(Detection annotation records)

━━━━━━

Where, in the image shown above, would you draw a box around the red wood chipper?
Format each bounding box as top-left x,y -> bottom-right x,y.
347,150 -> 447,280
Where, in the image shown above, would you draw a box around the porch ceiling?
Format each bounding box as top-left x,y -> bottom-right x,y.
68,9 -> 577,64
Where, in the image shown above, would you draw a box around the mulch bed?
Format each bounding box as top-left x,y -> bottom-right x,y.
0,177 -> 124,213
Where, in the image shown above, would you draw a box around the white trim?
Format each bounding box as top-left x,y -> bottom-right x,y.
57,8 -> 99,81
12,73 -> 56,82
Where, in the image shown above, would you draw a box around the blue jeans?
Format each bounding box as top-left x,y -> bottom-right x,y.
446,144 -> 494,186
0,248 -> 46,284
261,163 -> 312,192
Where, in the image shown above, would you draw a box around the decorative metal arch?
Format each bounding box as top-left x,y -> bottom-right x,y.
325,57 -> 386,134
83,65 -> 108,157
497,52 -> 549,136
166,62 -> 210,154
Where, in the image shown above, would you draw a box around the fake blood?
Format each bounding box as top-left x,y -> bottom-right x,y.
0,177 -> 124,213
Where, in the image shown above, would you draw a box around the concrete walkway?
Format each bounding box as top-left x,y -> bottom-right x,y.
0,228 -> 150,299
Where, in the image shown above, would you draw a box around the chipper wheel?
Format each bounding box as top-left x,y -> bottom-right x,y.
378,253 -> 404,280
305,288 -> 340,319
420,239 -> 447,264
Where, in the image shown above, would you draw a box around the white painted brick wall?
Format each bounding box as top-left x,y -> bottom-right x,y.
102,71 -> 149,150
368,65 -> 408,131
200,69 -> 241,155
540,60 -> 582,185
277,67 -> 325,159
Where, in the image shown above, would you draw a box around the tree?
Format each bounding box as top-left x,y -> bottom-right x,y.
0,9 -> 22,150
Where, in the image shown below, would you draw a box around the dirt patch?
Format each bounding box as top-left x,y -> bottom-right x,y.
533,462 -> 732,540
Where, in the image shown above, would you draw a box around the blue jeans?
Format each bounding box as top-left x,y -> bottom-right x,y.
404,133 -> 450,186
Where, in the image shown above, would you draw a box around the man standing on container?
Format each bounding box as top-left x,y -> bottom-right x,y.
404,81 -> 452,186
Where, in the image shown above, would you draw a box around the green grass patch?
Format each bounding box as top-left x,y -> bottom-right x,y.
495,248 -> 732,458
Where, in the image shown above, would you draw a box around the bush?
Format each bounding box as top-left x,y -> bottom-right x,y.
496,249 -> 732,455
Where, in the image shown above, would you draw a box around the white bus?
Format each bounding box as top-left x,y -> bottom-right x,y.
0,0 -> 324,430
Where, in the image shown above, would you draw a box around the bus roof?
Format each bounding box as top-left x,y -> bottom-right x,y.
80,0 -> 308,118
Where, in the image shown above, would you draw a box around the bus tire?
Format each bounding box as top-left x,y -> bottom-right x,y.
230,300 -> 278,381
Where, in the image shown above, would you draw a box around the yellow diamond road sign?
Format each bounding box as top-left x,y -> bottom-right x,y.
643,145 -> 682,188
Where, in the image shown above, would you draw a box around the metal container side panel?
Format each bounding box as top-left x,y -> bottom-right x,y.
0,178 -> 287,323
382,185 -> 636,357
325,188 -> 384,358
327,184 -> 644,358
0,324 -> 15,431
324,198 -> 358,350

━━━━━━

Can you transcribe all of the data above line for line, with every character unchanged?

— SOLVED PROBLEM —
Where, in the image shown above, would you draw a box around the red wood chipper?
Format each bounding box as top-left x,y -> bottom-right x,y.
347,150 -> 447,280
Where, in the image shown above, would you draw a box around the porch ceiling?
Format each bounding box as top-left x,y -> bottom-right x,y.
68,9 -> 577,64
Where, in the image shown above, would you draw a box around the mulch bed?
Format each bounding box as top-left x,y -> bottom-right x,y.
0,177 -> 124,213
Where, in the image shown above, would you draw a box around the white trim?
Format each bounding box as top-left x,y -> bottom-right x,y.
57,8 -> 99,81
12,73 -> 56,82
Where, in the image shown above, would you draw a box around the blue jeans?
Format each bounding box as top-left x,y -> bottom-right x,y.
446,144 -> 494,186
0,248 -> 46,284
261,163 -> 312,192
Where, in the image shown above, would you draw a box around the decorative metal arch?
Format each bounding box as top-left x,y -> bottom-right x,y.
325,57 -> 386,134
83,65 -> 108,157
497,52 -> 549,136
166,62 -> 210,154
Where, in the image shown above, would you draw a box around the fake blood?
Format each bounding box as top-left x,y -> bottom-right x,y.
0,177 -> 124,213
Where, in the image shown above, would you draw a box around the concrete walkway?
Format each bounding box as top-left x,y -> bottom-right x,y.
0,228 -> 150,299
Where, in the image shown above, would you draw a box around the chipper wheel?
Format each bounding box as top-left x,y -> bottom-right x,y.
378,253 -> 404,280
305,288 -> 340,319
420,239 -> 447,264
Where, in the image shown above, would you draw a box around the white painted brick wall?
Format each bounding box as top-left x,y -> bottom-right x,y.
102,71 -> 149,150
368,65 -> 408,131
200,69 -> 241,155
540,60 -> 582,185
277,67 -> 325,159
Where, in the image shown above, would you draw a box around the tree?
Format each bounding box as top-left x,y -> bottom-right x,y.
0,9 -> 22,150
Where, in the image shown below, would you draw a box around the dirt patch?
Format each bounding box as top-left x,y -> bottom-right x,y.
533,462 -> 732,540
Where, in the image shown above, would you draw a box around the blue jeans?
Format each bounding box as top-left x,y -> bottom-right x,y.
404,133 -> 450,186
Where, in the image shown above, would you draw a box around the man standing on container?
Format each bounding box as top-left x,y -> bottom-right x,y.
404,81 -> 452,186
Where, in the image shown above, would you draw a box around the green grass patch?
Format each bounding box as top-left x,y -> bottom-right x,y.
495,248 -> 732,458
Where, in the image shown above, would you draw a box around the bush?
Format each bounding box as top-left x,y -> bottom-right x,y.
496,249 -> 732,455
Where, in the image shown above, would you draw a box around the white bus?
Format each bounding box as top-left x,y -> bottom-right x,y.
0,0 -> 324,430
Where, in the image shown above, would you draw a box around the bus roof?
Format each bounding box as top-left x,y -> bottom-right x,y.
80,0 -> 308,118
Where, in the image shown above, would you draw a box around the bus tire?
Format each bounding box as top-left x,y -> bottom-right x,y.
230,300 -> 278,381
Where, in the image shown above, would you draw a box around the yellow diamond road sign?
Format each bounding box as top-left x,y -> bottom-right x,y.
643,145 -> 682,188
Where, in the image shown above, would you draw a box around the metal container side panel?
Format each bounding box as top-left x,y -> bottom-right x,y.
0,178 -> 287,323
382,185 -> 636,357
325,188 -> 384,358
327,184 -> 644,358
0,324 -> 15,431
324,198 -> 358,350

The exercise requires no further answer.